■ **OBJECTIVE**: Please write out the material below exactly as given.

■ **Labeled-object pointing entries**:
-=-=-=-=-

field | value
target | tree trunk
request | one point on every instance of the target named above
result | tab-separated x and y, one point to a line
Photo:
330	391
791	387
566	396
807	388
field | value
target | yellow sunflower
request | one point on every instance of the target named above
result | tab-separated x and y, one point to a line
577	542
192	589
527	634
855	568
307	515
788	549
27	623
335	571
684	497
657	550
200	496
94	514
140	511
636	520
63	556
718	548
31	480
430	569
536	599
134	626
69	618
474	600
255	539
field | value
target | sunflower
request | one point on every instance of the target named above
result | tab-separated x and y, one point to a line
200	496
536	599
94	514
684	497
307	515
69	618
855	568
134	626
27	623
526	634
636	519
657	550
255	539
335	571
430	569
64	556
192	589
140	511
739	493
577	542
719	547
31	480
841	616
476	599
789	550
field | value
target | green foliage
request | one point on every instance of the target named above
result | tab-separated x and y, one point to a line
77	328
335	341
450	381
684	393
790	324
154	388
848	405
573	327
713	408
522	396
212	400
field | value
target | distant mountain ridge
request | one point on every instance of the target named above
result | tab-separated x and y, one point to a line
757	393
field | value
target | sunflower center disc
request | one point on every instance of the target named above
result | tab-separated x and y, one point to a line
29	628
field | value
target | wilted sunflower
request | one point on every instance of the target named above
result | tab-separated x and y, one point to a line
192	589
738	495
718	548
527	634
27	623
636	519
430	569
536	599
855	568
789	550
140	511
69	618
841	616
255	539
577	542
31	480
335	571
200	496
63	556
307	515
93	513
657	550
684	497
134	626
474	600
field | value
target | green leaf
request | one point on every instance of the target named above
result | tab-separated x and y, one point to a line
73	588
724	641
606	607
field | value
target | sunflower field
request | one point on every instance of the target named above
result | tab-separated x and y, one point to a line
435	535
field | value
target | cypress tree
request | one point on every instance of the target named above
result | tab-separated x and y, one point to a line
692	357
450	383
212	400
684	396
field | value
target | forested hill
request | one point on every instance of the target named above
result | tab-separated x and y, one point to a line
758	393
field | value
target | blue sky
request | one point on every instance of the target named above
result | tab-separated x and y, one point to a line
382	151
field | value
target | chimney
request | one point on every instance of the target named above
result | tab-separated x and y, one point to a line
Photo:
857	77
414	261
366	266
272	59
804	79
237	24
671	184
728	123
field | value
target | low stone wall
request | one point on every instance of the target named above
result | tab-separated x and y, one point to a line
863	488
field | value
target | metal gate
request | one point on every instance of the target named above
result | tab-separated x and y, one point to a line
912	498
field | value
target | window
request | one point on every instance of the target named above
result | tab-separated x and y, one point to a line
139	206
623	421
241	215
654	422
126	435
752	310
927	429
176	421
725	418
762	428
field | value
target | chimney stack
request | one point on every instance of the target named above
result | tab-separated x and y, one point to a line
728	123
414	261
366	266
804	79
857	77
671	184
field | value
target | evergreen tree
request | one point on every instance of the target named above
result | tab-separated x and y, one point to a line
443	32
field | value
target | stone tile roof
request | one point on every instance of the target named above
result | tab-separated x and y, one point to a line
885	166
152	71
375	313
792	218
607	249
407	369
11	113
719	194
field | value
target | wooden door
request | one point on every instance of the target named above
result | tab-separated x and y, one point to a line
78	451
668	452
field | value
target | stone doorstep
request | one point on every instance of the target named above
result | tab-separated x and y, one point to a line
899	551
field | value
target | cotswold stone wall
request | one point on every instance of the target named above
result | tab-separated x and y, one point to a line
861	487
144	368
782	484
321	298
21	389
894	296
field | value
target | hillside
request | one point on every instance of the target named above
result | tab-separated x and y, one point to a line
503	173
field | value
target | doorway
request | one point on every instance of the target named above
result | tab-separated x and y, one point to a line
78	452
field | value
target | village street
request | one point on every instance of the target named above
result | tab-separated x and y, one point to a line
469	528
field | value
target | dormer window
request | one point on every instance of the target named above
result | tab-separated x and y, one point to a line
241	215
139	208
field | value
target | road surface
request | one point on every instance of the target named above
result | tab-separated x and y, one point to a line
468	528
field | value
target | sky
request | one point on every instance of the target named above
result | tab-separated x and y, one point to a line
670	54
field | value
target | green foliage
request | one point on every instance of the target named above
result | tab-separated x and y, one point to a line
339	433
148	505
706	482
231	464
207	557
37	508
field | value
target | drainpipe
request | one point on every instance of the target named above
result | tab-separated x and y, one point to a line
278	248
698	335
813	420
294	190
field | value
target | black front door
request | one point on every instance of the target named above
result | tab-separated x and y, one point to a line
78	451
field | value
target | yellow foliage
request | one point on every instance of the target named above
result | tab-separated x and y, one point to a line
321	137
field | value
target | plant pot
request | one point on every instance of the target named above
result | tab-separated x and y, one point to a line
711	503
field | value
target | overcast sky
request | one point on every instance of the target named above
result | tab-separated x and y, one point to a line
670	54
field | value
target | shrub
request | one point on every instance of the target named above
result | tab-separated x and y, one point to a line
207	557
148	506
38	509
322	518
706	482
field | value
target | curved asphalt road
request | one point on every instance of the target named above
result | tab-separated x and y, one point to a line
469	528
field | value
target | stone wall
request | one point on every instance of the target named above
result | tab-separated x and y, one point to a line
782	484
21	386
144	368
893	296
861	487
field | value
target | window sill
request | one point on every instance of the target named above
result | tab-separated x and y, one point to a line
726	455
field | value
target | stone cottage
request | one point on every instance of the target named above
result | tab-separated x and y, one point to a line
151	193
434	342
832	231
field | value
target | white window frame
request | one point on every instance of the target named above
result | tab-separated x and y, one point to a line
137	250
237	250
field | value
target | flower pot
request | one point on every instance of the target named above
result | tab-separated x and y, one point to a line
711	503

-=-=-=-=-

■ **EXERCISE RESULT**:
field | value
target | tree trunk
request | one point on every instance of the target named above
result | tab-separated x and y, one point to a line
Photo:
330	391
791	387
566	396
807	388
field | value
target | yellow sunflower
request | one point on every instance of the target named above
result | tab-separated x and y, one point to a line
577	542
192	589
527	634
855	568
307	515
788	549
27	623
335	571
684	497
657	550
200	496
94	514
140	511
636	520
63	556
718	548
31	480
430	569
536	599
134	626
69	618
474	600
255	539
field | value
target | sunflower
request | one point on every instance of the target named above
result | tab-separated x and y, one point to a line
200	496
536	599
94	514
684	497
307	515
69	618
855	568
134	626
27	623
526	634
636	519
657	550
255	539
335	571
430	569
64	556
192	589
140	511
739	493
577	542
719	547
31	480
841	616
476	599
789	550
field | value
target | green foliage
request | one point on every instance of the target named above
result | tab-separated x and y, one point to a line
77	328
335	341
450	381
684	393
790	324
154	388
848	405
573	327
713	408
522	396
212	400
field | value
target | distant mountain ridge
request | one point on every instance of the target named above
result | tab-separated x and y, one point to a line
757	393
field | value
target | sunflower center disc
request | one point on every instance of the target named above
result | tab-separated x and y, one point to a line
29	628
field | value
target | wilted sunflower
request | one point on every instance of the target named above
result | tab-separated x and y, one point to a line
192	589
738	495
718	548
527	634
27	623
636	519
430	569
536	599
855	568
789	550
140	511
69	618
841	616
255	539
577	542
31	480
335	571
200	496
63	556
307	515
93	513
657	550
684	497
134	626
474	600
field | value
target | green leaf
request | one point on every instance of the target named above
result | tab-separated x and y, one point to a line
73	588
724	641
606	607
field | value
target | sunflower field
request | one point on every instance of the target named above
result | tab-separated x and y, one point to a line
435	535
field | value
target | cypress tree
request | one point on every instance of the target named above
result | tab-separated x and y, one point to a line
692	357
450	383
212	400
684	396
field | value
target | forested hill
request | one point on every instance of the target named above
result | tab-separated x and y, one point to a line
758	393
field | value
target | blue sky
request | one point on every instance of the target named above
result | tab-separated x and y, one point to a line
382	151
field | value
target | chimney
request | one point on every instance of the target named above
result | tab-separated x and y, one point to a line
Photo:
857	77
414	261
366	266
272	59
804	79
237	24
671	184
728	123
field | value
target | low stone wall
request | one point on every instance of the target named above
result | tab-separated x and y, one point to a line
863	488
field | value
target | metal gate
request | one point on every instance of the target named above
result | tab-separated x and y, one point to a line
912	498
field | value
target | window
request | one point on every instance of the target named above
result | tab-separated x and y, one point to a line
139	206
623	421
241	215
654	422
126	435
752	310
927	429
176	421
725	418
762	428
field | value
target | chimney stack
request | one point on every instance of the target named above
result | tab-separated x and y, one point to a line
728	123
414	261
366	266
804	79
857	77
671	184
field | value
target | evergreen tree
request | one point on every instance of the target named above
result | tab-separated x and y, one point to a line
443	32
field | value
target | stone tile roof
request | one point on every instance of the target named above
result | tab-separated x and y, one point to a line
885	166
152	71
375	313
792	218
607	249
407	369
11	113
719	194
field | value
target | wooden door
request | one point on every instance of the target named above
result | tab-separated x and y, one point to a line
78	451
668	452
field | value
target | stone doorstep
request | one point on every instance of the target named above
result | tab-separated x and y, one point to a line
899	551
field | value
target | cotswold stone wall
request | one point on every instance of the target named above
result | tab-separated x and y, one point to a line
861	487
144	368
782	484
321	298
21	389
894	296
field | value
target | hillside
request | one point on every instance of the target named above
result | tab-separated x and y, one point to a line
503	173
field | value
target | doorway
request | one point on every instance of the target named above
result | tab-separated x and y, one point to a line
78	452
field | value
target | village street
request | one point on every instance of the target named above
result | tab-separated x and y, one point to a line
469	528
field | value
target | dormer window
request | one point on every instance of the target named above
result | tab-separated x and y, one point to a line
241	215
139	208
field | value
target | road surface
request | one point on every instance of the target named above
result | tab-separated x and y, one point to a line
468	528
field | value
target | sky
request | one point on every instance of the target named above
result | tab-separated x and y, one point to a line
670	54
field | value
target | green foliage
request | one point on every instance of the target named above
result | tab-separated x and y, one point to a line
339	433
148	505
706	482
231	464
207	557
37	508
field | value
target | drainpipe
request | one point on every instance of the target named above
result | tab-separated x and y, one point to a line
278	248
698	335
813	420
294	190
field | value
target | black front door
request | one point on every instance of the target named above
result | tab-separated x and y, one point to a line
78	451
field | value
target | yellow foliage
request | one point on every instance of the target named above
result | tab-separated x and y, one point to a line
321	137
field | value
target | plant pot
request | one point on every instance of the target named above
result | tab-separated x and y, one point to a line
711	503
field | value
target | overcast sky
request | one point on every instance of the target named above
result | tab-separated x and y, one point to a line
670	54
field | value
target | shrub
request | one point on every instance of the target named above
result | tab-separated x and y, one point to a line
207	557
148	506
38	509
322	518
706	482
field | value
target | curved asphalt road
request | one point on every instance of the target named above
result | tab-separated x and y, one point to a line
469	528
field | value
target | stone wall
request | one point on every instance of the target named above
result | tab-separated x and y, one point to a line
782	484
21	386
144	368
893	296
861	487
field | value
target | window sill
request | one point on every instance of the target named above
result | tab-separated x and y, one point to a line
726	455
field | value
target | stone cottage
request | one point on every instance of the target named above
result | tab-separated x and y, one point to a line
151	193
434	342
832	231
field | value
target | white window frame
request | one point on every instance of the target named above
result | tab-separated x and y, one point to a line
137	250
237	250
field | value
target | flower pot
request | one point on every instance of the target named above
result | tab-separated x and y, one point to a line
711	503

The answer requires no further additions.